The Canadian Anti-Counterfeiting Network (CACN) welcomes the new Combating Counterfeit Products Act proposed by the Government of Canada. This legislation has been a long-time coming after many years of advocacy on the issue.
“I am pleased that this legislation is moving forward—marking its introduction during ‘Fraud Awareness Month’,” said Wayne Edwards, Chair, CACN. “Counterfeiting has grown into a criminal activity that supports everything from organized crime to terrorism. That was mainly because in the current landscape, the risk of getting caught is low while the profit margin is extremely high. With this new legislation, the risk assessment will begin to change.”
The Combating Counterfeit Products Act is recognition that Intellectual Property theft is a very widespread problem that is growing and that partnerships between law enforcement, industry, government and retail are required.
“Our testimony to the Standing Committee on Industry, Science and Technology in the House of Commons on October 30, 2012 regarding the Intellectual Property regime in Canada was well received,” said Edwards. “We were successful in educating parliamentary members on the perils of counterfeit products, and by extension, the necessity of electrical safety.”
A decade ago, most fake goods available in Canada were t-shirts, novelty items and similar wares sold at flea markets or by itinerant street vendors. Today, counterfeit and pirated products available in Canada include children’s toys (that do not meet Canadian safety standards); electrical products, such as power bars, extension cords and seasonal decorative lighting, often bearing fraudulent CSA or UL certification labels; automobile and aircraft parts; pharmaceutical products; food and beverages, including alcoholic beverages; software, CDs and DVDs; and luxury goods of all kinds. Moreover, such products, many of which pose serious threats to consumer health and safety, are now routinely found in up-scale shopping malls and reputable retail chains. There is also growing evidence linking counterfeiting and piracy to organized crime and terrorism.

- **DATA**:
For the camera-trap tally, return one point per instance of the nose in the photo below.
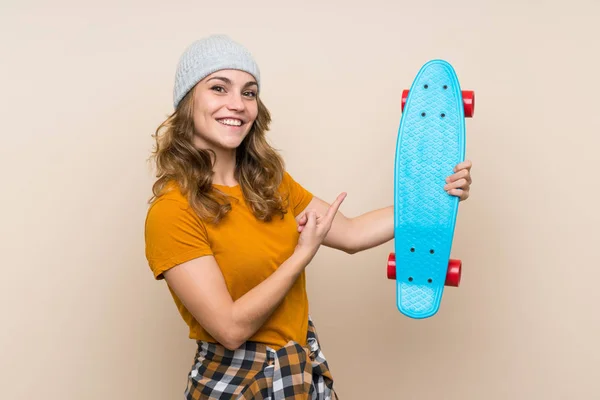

- **TO DO**:
A – Rewrite the part of the counterfeiting announcement that opens with the words containing "A decade ago, most" and closes with "crime and terrorism.", putting "garage sales" in place of "flea markets".
B – According to the counterfeiting announcement, on what date did the network testify before the House of Commons Standing Committee on Industry, Science and Technology?

- **TASK RESPONSES**:
A –
A decade ago, most fake goods available in Canada were t-shirts, novelty items and similar wares sold at garage sales or by itinerant street vendors. Today, counterfeit and pirated products available in Canada include children’s toys (that do not meet Canadian safety standards); electrical products, such as power bars, extension cords and seasonal decorative lighting, often bearing fraudulent CSA or UL certification labels; automobile and aircraft parts; pharmaceutical products; food and beverages, including alcoholic beverages; software, CDs and DVDs; and luxury goods of all kinds. Moreover, such products, many of which pose serious threats to consumer health and safety, are now routinely found in up-scale shopping malls and reputable retail chains. There is also growing evidence linking counterfeiting and piracy to organized crime and terrorism.

B – October 30, 2012